● Required task 1
In the listing below, begin at the line that contains "[Batch spec] Target class: white sneaker." and stop after the line that contains "[[245, 117, 250, 120], [69, 114, 76, 118]]". Give those lines again with "white sneaker" switched to "black sneaker" and nothing else altered.

▬▬▬▬▬▬▬▬▬▬

Location
- Abbey Foregate Shrewsbury, Shropshire, SY2 6AA England
- Coordinates: 52°42′27″N 2°44′49″W﻿ / ﻿52.70763°N 2.74688°W

Information
- Type: Comprehensive
- Closed: 2013
- Local authority: Shropshire
- Specialist: Arts College
- Department for Education URN: 123563 Tables
- Ofsted: Reports
- Gender: Coeducational
- Age: 11 to 16
- Houses: Quarry, Castle and Abbey
- Colours: Green, Black, White
- Website: http://www.wakeman.shropshire.sch.uk/

= Wakeman School =

The Wakeman School and Arts College (formerly Shrewsbury Technical High School) was a co-educational comprehensive school located in Shrewsbury, the county town of Shropshire, England. The school was the only state secondary school in the town centre, located just to the east of the English Bridge.

The Wakeman School viewed from across the River Severn, with the English Bridge to the right.

The school was awarded the ‘Artsmark Gold’ by Arts Council England, and a new ICT (information and communication technology) facility was completed during the summer holidays of 2008.

▬▬▬▬▬▬▬▬▬▬

● Required task 2
Answer these questions from the Wakeman School text above:
(a) In what year did the school close?
(b) Under what name was the school formerly known?
(c) What did Arts Council England award the school?

A block of data
▬▬▬▬▬▬▬▬▬▬

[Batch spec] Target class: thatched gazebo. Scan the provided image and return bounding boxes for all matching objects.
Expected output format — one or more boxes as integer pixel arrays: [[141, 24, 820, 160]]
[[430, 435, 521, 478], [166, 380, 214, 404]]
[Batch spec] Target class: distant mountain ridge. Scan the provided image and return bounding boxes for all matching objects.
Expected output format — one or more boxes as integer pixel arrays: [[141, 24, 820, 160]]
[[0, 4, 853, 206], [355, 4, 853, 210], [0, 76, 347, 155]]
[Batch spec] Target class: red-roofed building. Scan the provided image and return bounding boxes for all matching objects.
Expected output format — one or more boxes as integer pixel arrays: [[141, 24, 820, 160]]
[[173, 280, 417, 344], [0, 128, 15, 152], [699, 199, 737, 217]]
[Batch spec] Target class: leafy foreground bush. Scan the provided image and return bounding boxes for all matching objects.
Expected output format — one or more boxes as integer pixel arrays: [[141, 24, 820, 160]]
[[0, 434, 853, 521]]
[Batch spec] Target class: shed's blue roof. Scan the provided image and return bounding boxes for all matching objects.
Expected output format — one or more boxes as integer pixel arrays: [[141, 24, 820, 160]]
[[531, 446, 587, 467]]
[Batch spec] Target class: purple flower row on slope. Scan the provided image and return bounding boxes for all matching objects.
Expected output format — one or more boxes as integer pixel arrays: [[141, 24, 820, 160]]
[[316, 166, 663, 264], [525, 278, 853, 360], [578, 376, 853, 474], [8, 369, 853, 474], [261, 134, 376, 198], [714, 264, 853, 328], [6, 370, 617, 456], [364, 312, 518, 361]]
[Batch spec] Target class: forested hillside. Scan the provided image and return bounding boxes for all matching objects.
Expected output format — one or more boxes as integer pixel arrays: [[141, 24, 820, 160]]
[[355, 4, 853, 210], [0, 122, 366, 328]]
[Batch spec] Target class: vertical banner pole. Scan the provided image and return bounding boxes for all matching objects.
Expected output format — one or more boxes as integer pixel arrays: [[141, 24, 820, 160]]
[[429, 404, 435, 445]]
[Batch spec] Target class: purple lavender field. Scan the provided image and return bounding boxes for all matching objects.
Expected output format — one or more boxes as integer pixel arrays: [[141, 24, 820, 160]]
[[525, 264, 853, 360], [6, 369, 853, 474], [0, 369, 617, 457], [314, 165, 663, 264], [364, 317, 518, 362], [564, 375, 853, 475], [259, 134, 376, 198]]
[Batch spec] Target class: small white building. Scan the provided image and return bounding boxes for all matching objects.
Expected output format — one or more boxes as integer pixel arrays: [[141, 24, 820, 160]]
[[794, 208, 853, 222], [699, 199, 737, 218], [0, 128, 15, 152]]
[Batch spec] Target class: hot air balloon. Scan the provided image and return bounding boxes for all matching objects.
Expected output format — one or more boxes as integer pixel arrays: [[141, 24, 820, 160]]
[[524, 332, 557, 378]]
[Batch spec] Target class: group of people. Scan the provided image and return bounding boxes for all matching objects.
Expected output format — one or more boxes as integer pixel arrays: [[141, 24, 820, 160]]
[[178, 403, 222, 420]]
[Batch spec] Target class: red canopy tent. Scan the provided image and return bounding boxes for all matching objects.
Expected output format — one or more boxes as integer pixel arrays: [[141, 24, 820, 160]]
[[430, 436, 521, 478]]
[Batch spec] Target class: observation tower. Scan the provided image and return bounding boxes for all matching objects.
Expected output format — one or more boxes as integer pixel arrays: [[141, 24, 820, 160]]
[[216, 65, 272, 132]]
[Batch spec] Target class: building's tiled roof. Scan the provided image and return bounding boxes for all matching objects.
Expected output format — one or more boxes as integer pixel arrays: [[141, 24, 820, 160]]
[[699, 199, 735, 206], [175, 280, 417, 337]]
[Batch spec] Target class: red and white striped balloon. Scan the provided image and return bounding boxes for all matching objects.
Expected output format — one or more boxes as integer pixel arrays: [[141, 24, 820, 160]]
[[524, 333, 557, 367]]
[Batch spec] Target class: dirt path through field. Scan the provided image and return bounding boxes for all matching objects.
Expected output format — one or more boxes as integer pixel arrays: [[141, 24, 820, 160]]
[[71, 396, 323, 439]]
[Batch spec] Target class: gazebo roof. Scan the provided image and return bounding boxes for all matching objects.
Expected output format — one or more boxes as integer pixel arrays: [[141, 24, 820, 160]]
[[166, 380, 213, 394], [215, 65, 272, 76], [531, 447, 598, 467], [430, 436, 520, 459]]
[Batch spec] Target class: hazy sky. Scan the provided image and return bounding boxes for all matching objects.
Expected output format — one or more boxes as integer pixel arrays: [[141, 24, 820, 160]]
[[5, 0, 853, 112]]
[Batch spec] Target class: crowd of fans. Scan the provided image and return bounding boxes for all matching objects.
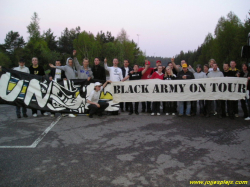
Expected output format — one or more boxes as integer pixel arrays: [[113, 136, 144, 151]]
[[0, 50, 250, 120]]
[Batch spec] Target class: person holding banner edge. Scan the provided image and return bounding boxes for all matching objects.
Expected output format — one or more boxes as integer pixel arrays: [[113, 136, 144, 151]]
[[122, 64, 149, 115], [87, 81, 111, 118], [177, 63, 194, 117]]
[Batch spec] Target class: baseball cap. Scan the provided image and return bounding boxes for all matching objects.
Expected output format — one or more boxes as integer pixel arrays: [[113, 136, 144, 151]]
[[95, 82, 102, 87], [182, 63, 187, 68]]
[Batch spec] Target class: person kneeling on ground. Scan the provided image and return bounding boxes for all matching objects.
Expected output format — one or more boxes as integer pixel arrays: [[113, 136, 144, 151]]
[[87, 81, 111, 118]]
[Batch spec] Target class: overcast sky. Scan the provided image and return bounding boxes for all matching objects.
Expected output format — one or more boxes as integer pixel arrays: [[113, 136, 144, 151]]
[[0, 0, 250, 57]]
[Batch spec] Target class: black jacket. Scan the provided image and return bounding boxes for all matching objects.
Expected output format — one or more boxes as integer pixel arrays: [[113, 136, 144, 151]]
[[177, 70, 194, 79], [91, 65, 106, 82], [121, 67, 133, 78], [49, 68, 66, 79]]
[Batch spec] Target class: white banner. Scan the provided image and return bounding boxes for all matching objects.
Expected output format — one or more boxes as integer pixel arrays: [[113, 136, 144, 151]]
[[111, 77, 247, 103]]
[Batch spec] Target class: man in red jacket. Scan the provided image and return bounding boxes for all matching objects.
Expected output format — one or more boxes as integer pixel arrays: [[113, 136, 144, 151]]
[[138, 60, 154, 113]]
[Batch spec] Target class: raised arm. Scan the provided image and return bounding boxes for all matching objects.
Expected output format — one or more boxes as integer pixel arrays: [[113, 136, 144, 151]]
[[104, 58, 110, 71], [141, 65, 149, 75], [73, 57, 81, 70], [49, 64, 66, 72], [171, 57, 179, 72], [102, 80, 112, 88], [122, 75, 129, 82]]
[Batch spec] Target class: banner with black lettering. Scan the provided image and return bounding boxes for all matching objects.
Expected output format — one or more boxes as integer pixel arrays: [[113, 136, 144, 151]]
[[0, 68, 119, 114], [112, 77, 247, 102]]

▬▬▬▬▬▬▬▬▬▬

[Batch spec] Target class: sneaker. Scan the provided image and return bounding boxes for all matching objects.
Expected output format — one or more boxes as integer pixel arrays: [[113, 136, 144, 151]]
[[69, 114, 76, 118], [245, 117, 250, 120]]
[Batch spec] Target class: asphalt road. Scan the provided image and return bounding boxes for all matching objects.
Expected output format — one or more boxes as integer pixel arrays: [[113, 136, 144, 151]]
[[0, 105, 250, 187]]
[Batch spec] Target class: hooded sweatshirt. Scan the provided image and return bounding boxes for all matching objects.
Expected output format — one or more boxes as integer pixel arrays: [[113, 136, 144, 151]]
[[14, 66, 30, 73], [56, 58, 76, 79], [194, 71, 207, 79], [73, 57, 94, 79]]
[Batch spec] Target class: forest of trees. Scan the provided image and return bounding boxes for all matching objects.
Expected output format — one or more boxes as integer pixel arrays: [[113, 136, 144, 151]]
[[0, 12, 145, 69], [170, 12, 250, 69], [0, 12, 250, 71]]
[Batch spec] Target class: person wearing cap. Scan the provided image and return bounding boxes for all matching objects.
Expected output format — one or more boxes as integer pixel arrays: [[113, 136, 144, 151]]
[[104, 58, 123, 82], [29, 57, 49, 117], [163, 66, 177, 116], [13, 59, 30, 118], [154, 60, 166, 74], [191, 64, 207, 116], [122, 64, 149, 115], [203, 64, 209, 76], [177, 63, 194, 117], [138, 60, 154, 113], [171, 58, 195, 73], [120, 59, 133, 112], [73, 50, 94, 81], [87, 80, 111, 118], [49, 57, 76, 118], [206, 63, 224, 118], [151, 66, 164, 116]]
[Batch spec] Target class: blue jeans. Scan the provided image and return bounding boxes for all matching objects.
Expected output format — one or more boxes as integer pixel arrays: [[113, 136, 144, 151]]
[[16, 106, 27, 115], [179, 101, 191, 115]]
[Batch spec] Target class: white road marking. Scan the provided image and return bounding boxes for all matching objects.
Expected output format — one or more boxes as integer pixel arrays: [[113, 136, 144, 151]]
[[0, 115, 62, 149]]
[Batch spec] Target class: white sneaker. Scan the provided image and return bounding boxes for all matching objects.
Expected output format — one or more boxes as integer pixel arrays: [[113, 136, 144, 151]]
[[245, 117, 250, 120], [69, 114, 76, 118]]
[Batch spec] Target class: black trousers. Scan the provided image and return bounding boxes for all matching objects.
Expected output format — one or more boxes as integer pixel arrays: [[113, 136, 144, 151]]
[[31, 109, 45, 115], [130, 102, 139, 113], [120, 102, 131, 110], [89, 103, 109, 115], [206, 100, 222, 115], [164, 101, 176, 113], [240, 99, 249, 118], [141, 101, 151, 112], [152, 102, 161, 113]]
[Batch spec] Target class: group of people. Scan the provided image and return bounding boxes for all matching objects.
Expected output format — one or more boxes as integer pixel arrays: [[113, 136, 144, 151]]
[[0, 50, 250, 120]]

▬▬▬▬▬▬▬▬▬▬

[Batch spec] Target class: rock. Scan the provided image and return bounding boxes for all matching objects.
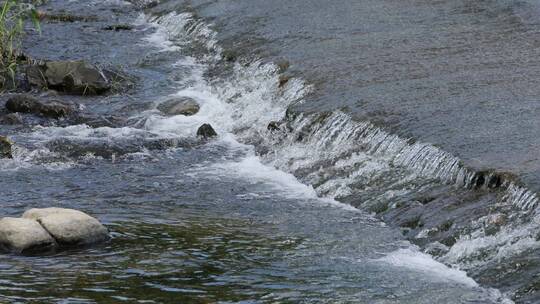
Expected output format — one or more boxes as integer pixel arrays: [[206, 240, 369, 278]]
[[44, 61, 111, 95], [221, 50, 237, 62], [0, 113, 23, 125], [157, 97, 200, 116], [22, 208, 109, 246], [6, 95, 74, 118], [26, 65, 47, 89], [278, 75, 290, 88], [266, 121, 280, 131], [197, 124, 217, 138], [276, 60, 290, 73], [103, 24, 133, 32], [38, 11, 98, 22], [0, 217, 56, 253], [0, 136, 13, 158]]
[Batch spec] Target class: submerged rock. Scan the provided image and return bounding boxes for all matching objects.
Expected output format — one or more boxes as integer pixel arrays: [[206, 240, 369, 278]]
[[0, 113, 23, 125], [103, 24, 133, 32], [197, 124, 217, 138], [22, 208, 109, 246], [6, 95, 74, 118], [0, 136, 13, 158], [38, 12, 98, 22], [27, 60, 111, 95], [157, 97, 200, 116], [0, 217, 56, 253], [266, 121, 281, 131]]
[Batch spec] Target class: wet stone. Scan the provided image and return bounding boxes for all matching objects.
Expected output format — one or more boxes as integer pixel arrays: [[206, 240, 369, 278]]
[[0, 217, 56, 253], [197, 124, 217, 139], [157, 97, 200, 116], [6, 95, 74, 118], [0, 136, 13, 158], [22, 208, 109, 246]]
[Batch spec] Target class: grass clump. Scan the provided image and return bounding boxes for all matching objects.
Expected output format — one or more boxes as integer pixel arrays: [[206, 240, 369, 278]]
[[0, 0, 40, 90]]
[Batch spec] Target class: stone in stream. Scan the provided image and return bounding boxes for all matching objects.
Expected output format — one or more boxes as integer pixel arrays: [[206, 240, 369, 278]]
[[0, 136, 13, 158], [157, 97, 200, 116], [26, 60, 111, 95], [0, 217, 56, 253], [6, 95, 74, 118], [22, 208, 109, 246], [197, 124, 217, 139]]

▬▬▬▬▬▬▬▬▬▬

● Output 1
[Batch spec] Target class: black sneaker. Scan the provided image and return bounding boxes for all matching objects.
Expected output format — one or more boxes as integer pixel arrays: [[113, 136, 144, 151]]
[[245, 117, 250, 120], [69, 114, 76, 118]]

● Output 2
(a) 2013
(b) Shrewsbury Technical High School
(c) The ‘Artsmark Gold’